:: Text section ::
= = =

Monday, December 7, 2009

Database Tracing in Oracle

You can trace statements in Oracle using a package called "dbms_monitor" - it allows you to see statements that are executed along with some indication of how efficient they are (sort of like using an explain plan, but after the fact). Why would you want to do this? Well, if you have an application that is misbehaving or if you want to know more about how your statements are running live (as opposed to using the explain plan) this can help. Also, if you have a closed package and want to know more about what it is doing in the database this might help. You'll need to be a DBA or be friendly with your DBA to do this, as it requires some privileges and logs are written to the database servers' filesystem.

  1. Get access to the dbms_monitor package. Your DBA can grant you rights. I do not know the details on this step, I'm afraid.

  2. Do a select to find out what sessions are active:

    SELECT sid, serial#, client_identifier, service_name, action, module, username
    FROM V$SESSION

    I'd actually use a "WHERE username='my_username'" clause of some kind here to limit what I get, but YMMV. You'll end up with rows that look something like this:

    SID SERIAL# CLIENT_IDENTIFIER SERVICE_NAME ACTION MODULE USERNAME
    266 24923 My_Instance SQL Window SQL Devel my_username

  3. Enable logging:

    1. To log by user session, you need to make a note of the SID and SERIAL# columns, and run this to begin tracing:

      begin
      dbms_monitor.SESSION_TRACE_ENABLE(266, 24923, TRUE, TRUE);
      end;

    2. To log by service and module, you can use those columns:

      begin
      dbms_monitor.serv_mod_act_trace_enable('My_Instance', 'SQL Devel',
      DBMS_MONITOR.ALL_ACTIONS, TRUE, TRUE, NULL);
      end;

      An upside to doing tracing by service is you can verify it is running:

      select * from DBA_ENABLED_TRACES

      TRACE_TYPE PRIMARY_ID QUALIFIER_ID1 QUALIFIER_ID2 WAITS BINDS INSTANCE_NAME
      SERVICE_MODULE My_Instance SQL Devel TRUE TRUE


  4. At some point you will have had enough logging, and you'll want to turn it off.

    1. If you are tracing by user/session:

      begin
      dbms_monitor.SESSION_TRACE_DISABLE(266, 24923);
      end;

    2. If you are tracing by service/module:

      begin
      dbms_monitor.serv_mod_act_trace_disable ('My_Instance', 'SQL Devel');
      end;

      note: with service level tracing you can select * from DBA_ENABLED_TRACES to verify tracing has been turned off, just as you did to determine it was on.

  5. So you've traced some information. Where is it? In a file. Where is the file?

    select value from v$parameter where name = 'user_dump_dest'

    VALUE
    /usr/local/oracle/10204/admin/My_Instance/udump

  6. Once you have the file (ask your DBA for the contents of that folder, or better yet the files from today, or this hour or something) you might wonder what is inside. Well, it is only semi-readable at this point. You need to use a utility called TKPROF to reformat the trace into something you can really read. I found I already had a copy of TKPROF in my oracle bin directory:

    "C:\oracle\product\10.2.0\client_1\BIN\tkprof.exe" c:\my_instance_ora_23486.trc c:\my_oracle.log

    At this point, c:\my_oracle.log should contain a list of SQL statements and performance data for each statement for as long as you had tracing on.

= = =

:: What you should do ::
Rewrite the text on database tracing in Oracle from "Database Tracing in" up to and including "database servers' filesystem.", putting "execution plan" in place of each "explain plan". The material after this point comes from a different source than the text on database tracing in Oracle.

= = =

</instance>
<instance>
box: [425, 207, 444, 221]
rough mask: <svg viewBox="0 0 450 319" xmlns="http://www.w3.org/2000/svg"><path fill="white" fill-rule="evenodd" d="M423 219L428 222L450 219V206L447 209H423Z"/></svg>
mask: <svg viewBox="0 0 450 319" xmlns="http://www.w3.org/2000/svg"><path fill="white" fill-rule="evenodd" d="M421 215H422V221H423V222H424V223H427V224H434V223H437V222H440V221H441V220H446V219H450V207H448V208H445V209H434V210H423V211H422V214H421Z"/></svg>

= = =

:: Written response ::
Database Tracing in Oracle

You can trace statements in Oracle using a package called "dbms_monitor" - it allows you to see statements that are executed along with some indication of how efficient they are (sort of like using an execution plan, but after the fact). Why would you want to do this? Well, if you have an application that is misbehaving or if you want to know more about how your statements are running live (as opposed to using the execution plan) this can help. Also, if you have a closed package and want to know more about what it is doing in the database this might help. You'll need to be a DBA or be friendly with your DBA to do this, as it requires some privileges and logs are written to the database servers' filesystem.